* **Reading passage**
· · ·
The Fall of the Berlin Wall after Ten Years

AN ESSAY

Peter Schweizer

A DECADE AGO the most visible symbol of the Soviet empire was destroyed as the Berlin Wall was broken into rubble. The image of thousands of German citizens standing on the wall with chisels and hammers in hand, striking a blow against the large, gray, once imposing structure, is still one of the most enduring images of our time.
The dissolution of the Soviet Empire was a central event of the twentieth century—but it is also one of the most puzzling. To borrow from the poet T. S. Eliot, the end of the Soviet system “came not with a bang but a whimper.” Soviet communism was not the victim of a noisy civil war, which has befallen other empires throughout history. Nor did the end result from an orderly, planned retreat from power, as with the British Empire after the Second World War. Rather, the Soviet edifice simply collapsed under its own weight.
For decades, perhaps centuries, historians will debate which factors weighed most on the Soviet system. Was it the bankruptcy of the Marxist-Leninist ideology? Was Soviet failure preordained because communism proved so contrary to human nature? Did the calcified and rusting Soviet economy finally bear such a burden that it imploded, much like a weak roof collapsing under the burden of heavy snow?
· · ·
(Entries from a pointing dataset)

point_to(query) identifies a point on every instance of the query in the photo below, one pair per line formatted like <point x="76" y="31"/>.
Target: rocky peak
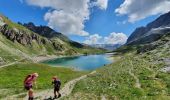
<point x="45" y="31"/>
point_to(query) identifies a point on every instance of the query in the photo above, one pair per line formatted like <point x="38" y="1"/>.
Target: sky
<point x="87" y="21"/>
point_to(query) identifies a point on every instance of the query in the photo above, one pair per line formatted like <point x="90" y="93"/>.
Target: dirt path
<point x="9" y="64"/>
<point x="65" y="91"/>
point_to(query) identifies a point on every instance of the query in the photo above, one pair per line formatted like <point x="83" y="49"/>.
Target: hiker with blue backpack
<point x="57" y="83"/>
<point x="29" y="81"/>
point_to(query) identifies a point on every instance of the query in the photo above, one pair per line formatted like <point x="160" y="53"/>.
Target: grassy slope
<point x="14" y="50"/>
<point x="116" y="81"/>
<point x="11" y="77"/>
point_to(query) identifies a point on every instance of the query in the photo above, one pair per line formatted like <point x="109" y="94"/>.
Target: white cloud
<point x="68" y="16"/>
<point x="113" y="38"/>
<point x="93" y="39"/>
<point x="140" y="9"/>
<point x="102" y="4"/>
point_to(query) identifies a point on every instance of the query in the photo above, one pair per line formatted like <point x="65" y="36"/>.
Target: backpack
<point x="27" y="79"/>
<point x="57" y="83"/>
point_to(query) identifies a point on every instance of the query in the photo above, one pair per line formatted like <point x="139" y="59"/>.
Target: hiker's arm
<point x="35" y="83"/>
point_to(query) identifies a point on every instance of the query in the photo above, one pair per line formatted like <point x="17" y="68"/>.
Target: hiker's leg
<point x="30" y="94"/>
<point x="59" y="95"/>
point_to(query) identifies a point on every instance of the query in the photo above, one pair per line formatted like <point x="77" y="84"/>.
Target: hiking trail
<point x="45" y="94"/>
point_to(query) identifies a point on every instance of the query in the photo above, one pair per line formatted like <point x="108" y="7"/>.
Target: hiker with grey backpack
<point x="57" y="84"/>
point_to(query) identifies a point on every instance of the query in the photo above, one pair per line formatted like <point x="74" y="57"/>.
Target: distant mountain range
<point x="19" y="41"/>
<point x="109" y="47"/>
<point x="151" y="32"/>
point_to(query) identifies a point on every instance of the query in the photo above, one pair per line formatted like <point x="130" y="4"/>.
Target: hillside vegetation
<point x="12" y="77"/>
<point x="17" y="42"/>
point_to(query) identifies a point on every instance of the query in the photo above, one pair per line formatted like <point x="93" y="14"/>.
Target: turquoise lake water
<point x="89" y="62"/>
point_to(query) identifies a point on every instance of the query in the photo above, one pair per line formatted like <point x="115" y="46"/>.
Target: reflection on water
<point x="89" y="62"/>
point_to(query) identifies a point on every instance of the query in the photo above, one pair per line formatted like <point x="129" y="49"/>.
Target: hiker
<point x="29" y="81"/>
<point x="57" y="83"/>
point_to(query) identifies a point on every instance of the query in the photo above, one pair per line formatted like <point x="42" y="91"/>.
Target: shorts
<point x="28" y="87"/>
<point x="56" y="89"/>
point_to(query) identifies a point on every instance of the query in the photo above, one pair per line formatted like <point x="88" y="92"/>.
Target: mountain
<point x="109" y="47"/>
<point x="26" y="41"/>
<point x="151" y="32"/>
<point x="44" y="31"/>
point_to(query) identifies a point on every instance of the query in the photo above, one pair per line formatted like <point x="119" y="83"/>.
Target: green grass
<point x="12" y="76"/>
<point x="114" y="81"/>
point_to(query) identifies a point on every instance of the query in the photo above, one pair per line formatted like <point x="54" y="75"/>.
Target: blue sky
<point x="104" y="23"/>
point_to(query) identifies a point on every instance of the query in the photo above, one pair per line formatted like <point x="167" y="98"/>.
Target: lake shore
<point x="42" y="58"/>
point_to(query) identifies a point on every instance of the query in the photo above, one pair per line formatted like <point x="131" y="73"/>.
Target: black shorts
<point x="28" y="87"/>
<point x="56" y="89"/>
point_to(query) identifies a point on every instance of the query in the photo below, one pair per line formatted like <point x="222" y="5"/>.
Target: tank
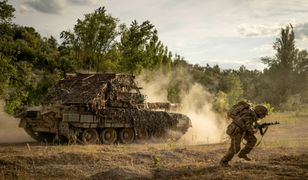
<point x="101" y="108"/>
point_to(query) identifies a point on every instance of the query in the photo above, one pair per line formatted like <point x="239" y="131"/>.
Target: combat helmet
<point x="261" y="110"/>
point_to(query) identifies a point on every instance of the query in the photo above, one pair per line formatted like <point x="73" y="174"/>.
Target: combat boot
<point x="244" y="156"/>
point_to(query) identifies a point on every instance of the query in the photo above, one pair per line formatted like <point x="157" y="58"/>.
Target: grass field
<point x="282" y="154"/>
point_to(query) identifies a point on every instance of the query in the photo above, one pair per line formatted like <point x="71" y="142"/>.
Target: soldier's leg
<point x="251" y="142"/>
<point x="234" y="148"/>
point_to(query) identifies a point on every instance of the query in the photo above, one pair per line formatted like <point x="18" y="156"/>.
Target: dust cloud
<point x="207" y="126"/>
<point x="9" y="130"/>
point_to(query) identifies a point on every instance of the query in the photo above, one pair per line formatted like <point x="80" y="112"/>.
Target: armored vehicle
<point x="101" y="108"/>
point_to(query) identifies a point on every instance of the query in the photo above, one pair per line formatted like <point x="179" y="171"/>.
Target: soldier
<point x="243" y="127"/>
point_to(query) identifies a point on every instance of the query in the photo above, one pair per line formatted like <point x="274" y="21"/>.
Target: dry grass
<point x="283" y="154"/>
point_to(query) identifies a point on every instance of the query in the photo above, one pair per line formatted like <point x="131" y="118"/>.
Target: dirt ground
<point x="283" y="154"/>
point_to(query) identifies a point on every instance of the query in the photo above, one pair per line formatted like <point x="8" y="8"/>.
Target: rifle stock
<point x="265" y="125"/>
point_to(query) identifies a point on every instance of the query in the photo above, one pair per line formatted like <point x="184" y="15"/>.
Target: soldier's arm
<point x="248" y="121"/>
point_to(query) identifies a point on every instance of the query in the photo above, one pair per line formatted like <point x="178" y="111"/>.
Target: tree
<point x="92" y="39"/>
<point x="6" y="12"/>
<point x="281" y="73"/>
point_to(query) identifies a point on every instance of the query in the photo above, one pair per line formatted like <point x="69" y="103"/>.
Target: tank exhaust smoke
<point x="207" y="126"/>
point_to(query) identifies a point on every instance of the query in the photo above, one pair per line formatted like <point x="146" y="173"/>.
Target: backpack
<point x="237" y="109"/>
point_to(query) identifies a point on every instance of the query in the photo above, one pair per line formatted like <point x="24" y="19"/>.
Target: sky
<point x="229" y="33"/>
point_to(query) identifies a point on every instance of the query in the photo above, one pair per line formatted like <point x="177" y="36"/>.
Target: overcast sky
<point x="229" y="33"/>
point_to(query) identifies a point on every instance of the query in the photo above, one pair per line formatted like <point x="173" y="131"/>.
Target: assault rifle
<point x="265" y="126"/>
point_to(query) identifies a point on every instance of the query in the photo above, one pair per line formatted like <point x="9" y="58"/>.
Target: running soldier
<point x="242" y="127"/>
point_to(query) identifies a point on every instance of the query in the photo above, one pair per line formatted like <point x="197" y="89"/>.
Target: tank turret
<point x="101" y="108"/>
· · ·
* **Work to do**
1. Reproduce the passage of the Berlin Wall essay that opens with the words containing "The dissolution of" and closes with "its own weight.".
2. In the Berlin Wall essay, which poet's words are borrowed to describe how the Soviet system ended?
3. Pick up the Berlin Wall essay where it stops and continue writing it.

* **Results of the tasks**
1.
The dissolution of the Soviet Empire was a central event of the twentieth century—but it is also one of the most puzzling. To borrow from the poet T. S. Eliot, the end of the Soviet system “came not with a bang but a whimper.” Soviet communism was not the victim of a noisy civil war, which has befallen other empires throughout history. Nor did the end result from an orderly, planned retreat from power, as with the British Empire after the Second World War. Rather, the Soviet edifice simply collapsed under its own weight.

2. T. S. Eliot

3.
The answer, in short, is all of these explanations and many more. Yet there is the curious but critically important question of timing. Why did the collapse occur precisely when it did? This question is of fundamental importance when assessing causes. Ideological failures, systemic crises, and economic catastrophes in Soviet history were nothing new and had been present from the beginning. They were in a real sense fundamental to the system. Marxism-Leninism had been discredited in the eyes of the public and even in the hearts of many Communist Party members well before 1980. Likewise, economic failure was a constant in Soviet life. As the growing collection of materials in Russian Archives Research Projects at the Hoover Institution makes clear, economic trauma was a problem for Moscow dating back to the 1920s.1 Given these constants, something changed in the 1980s that pushed Soviet communism over the brink.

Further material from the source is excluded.